# start of Data shown

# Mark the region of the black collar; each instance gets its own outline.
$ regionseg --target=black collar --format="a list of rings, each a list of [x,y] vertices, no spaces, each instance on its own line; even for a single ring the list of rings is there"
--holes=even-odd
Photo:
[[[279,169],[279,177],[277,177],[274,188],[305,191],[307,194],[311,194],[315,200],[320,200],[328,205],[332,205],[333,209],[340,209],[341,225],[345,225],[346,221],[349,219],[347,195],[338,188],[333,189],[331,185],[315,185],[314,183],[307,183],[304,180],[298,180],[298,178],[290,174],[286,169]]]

# end of Data shown

Pull out each line of the entries above that contains the string "black". Case counts.

» Result
# Mark the region of the black collar; each instance gets its own outline.
$ regionseg --target=black collar --format="a list of rings, each a list of [x,y] vertices, no spaces, each instance on its own line; even for a single ring the list of rings is there"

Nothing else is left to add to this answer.